• **Exercise aim**
Copy each of the entries below word for word, leaving out the pictures.
========
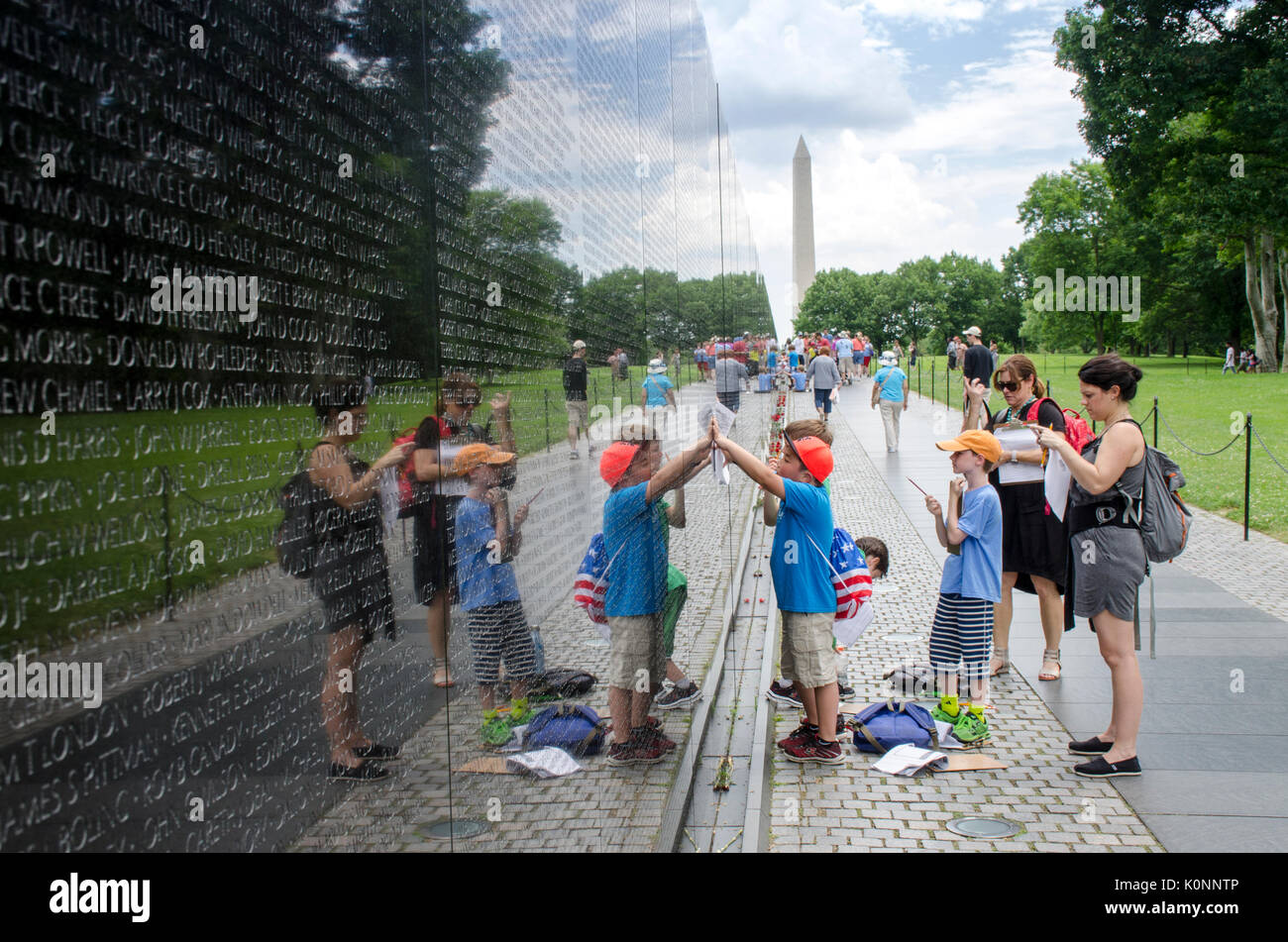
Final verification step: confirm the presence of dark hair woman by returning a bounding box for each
[962,354,1069,680]
[412,373,514,687]
[1037,354,1146,779]
[308,379,409,782]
========
• **Response**
Final verification step: confirm the presence of dark hair woman by returning a bounding box for each
[962,354,1069,680]
[412,373,514,687]
[1037,354,1146,779]
[308,379,409,782]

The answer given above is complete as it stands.